What to do:
Pull out every line in the data below that contains the string "fence", and copy each line in full.

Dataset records
****************************************

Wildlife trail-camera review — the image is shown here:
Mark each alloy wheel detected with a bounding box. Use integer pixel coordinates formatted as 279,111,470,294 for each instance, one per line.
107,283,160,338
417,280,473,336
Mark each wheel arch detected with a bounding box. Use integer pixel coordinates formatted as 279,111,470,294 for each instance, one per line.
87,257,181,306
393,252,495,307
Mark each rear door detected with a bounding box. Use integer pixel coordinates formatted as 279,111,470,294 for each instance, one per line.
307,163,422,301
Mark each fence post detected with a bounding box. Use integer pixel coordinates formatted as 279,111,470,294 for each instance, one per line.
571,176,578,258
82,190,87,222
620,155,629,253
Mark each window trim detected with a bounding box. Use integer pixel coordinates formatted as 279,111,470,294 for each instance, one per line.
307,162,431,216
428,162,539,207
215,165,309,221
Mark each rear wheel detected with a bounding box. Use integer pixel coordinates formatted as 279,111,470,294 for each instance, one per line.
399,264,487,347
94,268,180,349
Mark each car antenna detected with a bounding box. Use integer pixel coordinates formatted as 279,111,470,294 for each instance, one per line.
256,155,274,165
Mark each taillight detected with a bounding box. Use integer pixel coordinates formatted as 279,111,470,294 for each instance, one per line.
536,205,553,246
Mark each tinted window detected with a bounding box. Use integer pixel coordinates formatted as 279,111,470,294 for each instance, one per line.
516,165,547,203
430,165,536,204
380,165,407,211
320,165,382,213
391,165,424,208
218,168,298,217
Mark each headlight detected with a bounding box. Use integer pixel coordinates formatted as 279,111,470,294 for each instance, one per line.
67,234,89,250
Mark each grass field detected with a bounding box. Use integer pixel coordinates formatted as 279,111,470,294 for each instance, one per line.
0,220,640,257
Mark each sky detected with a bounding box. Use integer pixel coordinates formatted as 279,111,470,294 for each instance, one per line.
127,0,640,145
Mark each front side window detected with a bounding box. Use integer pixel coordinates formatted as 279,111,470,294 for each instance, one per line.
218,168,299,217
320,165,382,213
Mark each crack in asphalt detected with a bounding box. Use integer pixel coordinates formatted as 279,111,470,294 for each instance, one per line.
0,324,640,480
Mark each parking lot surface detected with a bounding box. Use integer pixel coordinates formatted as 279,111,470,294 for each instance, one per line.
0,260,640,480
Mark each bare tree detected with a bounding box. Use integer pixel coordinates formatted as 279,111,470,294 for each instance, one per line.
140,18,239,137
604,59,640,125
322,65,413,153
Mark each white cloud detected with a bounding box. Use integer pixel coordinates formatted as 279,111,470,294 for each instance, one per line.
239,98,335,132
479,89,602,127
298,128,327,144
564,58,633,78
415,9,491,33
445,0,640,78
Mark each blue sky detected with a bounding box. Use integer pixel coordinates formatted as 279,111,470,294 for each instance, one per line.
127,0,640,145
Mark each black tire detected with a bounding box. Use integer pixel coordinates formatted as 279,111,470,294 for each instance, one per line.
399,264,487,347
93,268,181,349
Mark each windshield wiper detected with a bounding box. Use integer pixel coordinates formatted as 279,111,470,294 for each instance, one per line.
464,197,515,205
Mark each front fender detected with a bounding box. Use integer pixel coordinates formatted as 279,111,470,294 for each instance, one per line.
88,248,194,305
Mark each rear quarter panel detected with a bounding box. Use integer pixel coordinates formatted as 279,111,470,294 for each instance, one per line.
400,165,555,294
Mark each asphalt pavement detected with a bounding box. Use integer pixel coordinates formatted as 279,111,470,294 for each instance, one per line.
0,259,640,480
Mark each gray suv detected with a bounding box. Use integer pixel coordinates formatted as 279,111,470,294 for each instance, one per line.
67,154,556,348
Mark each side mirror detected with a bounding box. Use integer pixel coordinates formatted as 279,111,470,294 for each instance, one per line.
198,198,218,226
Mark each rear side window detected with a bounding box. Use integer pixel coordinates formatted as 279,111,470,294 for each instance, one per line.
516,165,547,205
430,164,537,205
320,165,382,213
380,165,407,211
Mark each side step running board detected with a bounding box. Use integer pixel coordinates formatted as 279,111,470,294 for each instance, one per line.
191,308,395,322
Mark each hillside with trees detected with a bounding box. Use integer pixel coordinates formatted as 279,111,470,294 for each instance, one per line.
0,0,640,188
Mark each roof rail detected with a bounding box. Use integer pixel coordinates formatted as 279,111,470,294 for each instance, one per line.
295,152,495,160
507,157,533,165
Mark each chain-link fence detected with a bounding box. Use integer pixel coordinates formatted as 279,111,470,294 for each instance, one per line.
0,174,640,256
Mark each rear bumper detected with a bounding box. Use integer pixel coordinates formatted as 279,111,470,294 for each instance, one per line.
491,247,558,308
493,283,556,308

****************************************

Result of this exercise:
Mark each fence post detected with a bounding box. Use integer pixel coordinates formatted as 279,111,470,294 for each instance, one per line.
Mark each chain-link fence detected with a bounding box. Use integer pixel coordinates formatted as 279,111,470,294 for each instance, one per line.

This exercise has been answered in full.